DEINE AUFGABEN:
**A)** Schreib aus dem Textauszug über Ragana den Abschnitt zwischen „12 Jahre nach“ und „durchdringend und überwältigend.“ einschließlich wörtlich ab.
**B)** Führe den Textauszug über Ragana im gleichen Stil weiter, beginnend nach seinem letzten Satz.

Ragana - Desolation's Flower

12 Jahre nach ihrer Gründung, diversen Tape-Releases und furiosen Liveshows erschien in diesem Jahr endlich das Debütalbum der Washingtoner Band Ragana. Das Duo verarbeitet verschiedenste musikalische Einflüsse ihrer Heimatstadt Olympia - vom feministisch/queeren Punk und Hardcore von Sleater Kinney oder G.L.O.S.S. über den düster-nostalgischen Folk von Mt. Eerie bis zum atmosphärischen Metal von Wolves In The Throne Room - zu experimentellem Doom. Ihr Sound aus Gitarre, Schlagzeug und Gesang wechselt von zarten Harmonien nahtlos in erschütterndes Grollen. Schwer, durchdringend und überwältigend.

ROHDATEN:
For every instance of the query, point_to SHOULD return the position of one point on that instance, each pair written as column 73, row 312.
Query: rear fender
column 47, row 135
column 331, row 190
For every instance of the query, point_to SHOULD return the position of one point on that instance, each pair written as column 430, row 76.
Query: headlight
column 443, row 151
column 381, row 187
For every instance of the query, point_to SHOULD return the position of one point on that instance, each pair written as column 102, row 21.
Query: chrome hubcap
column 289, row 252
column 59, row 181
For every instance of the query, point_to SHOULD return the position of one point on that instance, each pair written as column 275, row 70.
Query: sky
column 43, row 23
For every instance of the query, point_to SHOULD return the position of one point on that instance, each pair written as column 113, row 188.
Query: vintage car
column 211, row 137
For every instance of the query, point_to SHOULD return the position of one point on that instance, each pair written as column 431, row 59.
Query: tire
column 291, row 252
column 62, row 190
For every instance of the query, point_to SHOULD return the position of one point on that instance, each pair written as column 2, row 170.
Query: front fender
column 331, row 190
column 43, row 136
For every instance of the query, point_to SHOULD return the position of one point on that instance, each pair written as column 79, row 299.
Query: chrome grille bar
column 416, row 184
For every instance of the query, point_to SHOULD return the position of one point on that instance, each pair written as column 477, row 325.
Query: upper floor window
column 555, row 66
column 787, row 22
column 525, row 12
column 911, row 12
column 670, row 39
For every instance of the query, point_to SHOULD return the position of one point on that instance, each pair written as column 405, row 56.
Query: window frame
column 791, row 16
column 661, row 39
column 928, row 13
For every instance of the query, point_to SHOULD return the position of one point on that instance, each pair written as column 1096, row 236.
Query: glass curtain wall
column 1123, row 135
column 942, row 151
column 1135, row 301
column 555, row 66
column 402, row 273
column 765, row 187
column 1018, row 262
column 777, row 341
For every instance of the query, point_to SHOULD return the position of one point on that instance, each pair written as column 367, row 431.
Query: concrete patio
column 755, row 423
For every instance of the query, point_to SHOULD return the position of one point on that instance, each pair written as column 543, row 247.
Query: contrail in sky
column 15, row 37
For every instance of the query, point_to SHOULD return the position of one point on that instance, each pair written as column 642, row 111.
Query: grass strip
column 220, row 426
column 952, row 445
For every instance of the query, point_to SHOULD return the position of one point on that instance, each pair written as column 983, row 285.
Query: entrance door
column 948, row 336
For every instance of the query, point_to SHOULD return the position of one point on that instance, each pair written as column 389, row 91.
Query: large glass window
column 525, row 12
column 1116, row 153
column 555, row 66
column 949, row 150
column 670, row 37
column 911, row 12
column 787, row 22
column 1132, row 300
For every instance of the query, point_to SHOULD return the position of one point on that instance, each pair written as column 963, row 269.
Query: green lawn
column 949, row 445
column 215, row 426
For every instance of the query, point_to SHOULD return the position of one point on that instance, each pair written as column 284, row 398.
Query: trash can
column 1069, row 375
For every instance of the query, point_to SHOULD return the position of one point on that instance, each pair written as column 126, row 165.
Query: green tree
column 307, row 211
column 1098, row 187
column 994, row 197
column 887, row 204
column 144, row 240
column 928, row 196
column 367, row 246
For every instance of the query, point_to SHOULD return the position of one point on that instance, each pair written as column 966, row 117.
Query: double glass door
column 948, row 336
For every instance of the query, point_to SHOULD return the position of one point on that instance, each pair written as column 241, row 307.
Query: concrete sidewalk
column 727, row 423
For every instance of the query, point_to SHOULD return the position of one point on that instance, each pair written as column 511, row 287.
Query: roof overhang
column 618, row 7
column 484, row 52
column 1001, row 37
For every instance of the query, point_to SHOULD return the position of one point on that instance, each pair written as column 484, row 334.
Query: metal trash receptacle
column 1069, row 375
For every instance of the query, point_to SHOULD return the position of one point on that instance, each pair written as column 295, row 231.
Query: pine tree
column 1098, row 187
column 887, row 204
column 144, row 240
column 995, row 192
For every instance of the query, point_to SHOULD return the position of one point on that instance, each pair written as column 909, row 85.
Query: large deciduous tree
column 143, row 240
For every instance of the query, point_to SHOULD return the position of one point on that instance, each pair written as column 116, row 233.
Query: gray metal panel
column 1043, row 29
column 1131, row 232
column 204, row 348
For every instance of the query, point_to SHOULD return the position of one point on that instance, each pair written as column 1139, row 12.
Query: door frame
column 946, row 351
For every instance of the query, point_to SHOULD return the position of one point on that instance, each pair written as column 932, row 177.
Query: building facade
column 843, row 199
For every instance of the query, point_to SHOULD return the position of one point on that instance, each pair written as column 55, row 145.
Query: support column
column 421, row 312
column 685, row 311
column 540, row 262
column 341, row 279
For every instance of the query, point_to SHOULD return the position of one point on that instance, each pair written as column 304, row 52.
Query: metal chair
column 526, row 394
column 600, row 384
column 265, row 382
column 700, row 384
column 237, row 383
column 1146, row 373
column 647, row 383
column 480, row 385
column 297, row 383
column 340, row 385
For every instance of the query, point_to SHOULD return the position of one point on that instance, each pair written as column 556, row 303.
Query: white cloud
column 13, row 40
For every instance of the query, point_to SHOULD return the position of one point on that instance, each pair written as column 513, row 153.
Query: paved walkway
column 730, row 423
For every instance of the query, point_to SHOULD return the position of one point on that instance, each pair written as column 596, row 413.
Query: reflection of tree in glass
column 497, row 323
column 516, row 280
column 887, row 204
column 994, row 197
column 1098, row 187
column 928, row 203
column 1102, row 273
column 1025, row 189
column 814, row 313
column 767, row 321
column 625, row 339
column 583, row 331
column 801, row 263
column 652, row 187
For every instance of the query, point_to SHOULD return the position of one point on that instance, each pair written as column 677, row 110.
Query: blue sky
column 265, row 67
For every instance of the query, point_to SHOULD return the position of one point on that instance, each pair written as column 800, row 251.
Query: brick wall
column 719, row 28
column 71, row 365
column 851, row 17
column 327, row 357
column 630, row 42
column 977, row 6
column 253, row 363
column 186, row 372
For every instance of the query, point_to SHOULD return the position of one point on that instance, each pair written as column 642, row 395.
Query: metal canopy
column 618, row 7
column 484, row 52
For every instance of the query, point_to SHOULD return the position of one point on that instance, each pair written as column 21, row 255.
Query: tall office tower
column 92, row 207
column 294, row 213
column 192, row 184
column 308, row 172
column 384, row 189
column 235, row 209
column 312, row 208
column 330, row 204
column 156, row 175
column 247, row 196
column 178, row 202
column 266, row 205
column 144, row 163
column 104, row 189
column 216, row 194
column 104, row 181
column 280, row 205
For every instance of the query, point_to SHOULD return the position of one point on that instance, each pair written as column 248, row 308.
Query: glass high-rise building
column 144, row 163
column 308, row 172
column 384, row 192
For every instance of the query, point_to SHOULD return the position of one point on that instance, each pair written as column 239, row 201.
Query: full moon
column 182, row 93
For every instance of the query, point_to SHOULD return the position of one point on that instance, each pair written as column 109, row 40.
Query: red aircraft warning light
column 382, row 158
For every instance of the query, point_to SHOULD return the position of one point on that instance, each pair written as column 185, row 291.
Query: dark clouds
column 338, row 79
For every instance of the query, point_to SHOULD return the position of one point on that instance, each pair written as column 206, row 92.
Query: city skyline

ERGEBNISSE:
**A)**
12 Jahre nach ihrer Gründung, diversen Tape-Releases und furiosen Liveshows erschien in diesem Jahr endlich das Debütalbum der Washingtoner Band Ragana. Das Duo verarbeitet verschiedenste musikalische Einflüsse ihrer Heimatstadt Olympia - vom feministisch/queeren Punk und Hardcore von Sleater Kinney oder G.L.O.S.S. über den düster-nostalgischen Folk von Mt. Eerie bis zum atmosphärischen Metal von Wolves In The Throne Room - zu experimentellem Doom. Ihr Sound aus Gitarre, Schlagzeug und Gesang wechselt von zarten Harmonien nahtlos in erschütterndes Grollen. Schwer, durchdringend und überwältigend.

**B)**
Bar Italia - Tracey Denim

Bis 2023 waren Bar Italia ein Szenetipp aus dem verwaschenen DIY-Kosmos von Dean Blunts World Music, wo sie ihre ersten Veröffentlichungen präsentierten. In diesem Jahr nun folgten gleich zwei Alben bei der New Yorker Indie-Institution Matador Records. Und der Wechsel zum Label etwa von Sonic Youth oder The Fall war ein sehr passender, den der slacky Garage Rock der Band schreit lauter 90er, als die Generation Z den Gabber aufdrehen kann. Schrammelige Gitarren, warme Bassläufe und wechselnder, stets gelangweilter Gesang verbreiten eine wohlige Nostalgie, die gepaart mit zeitgeistigem Minimalismus vor allem "Tracey Denim" zu einem der besten Alben des Jahres macht.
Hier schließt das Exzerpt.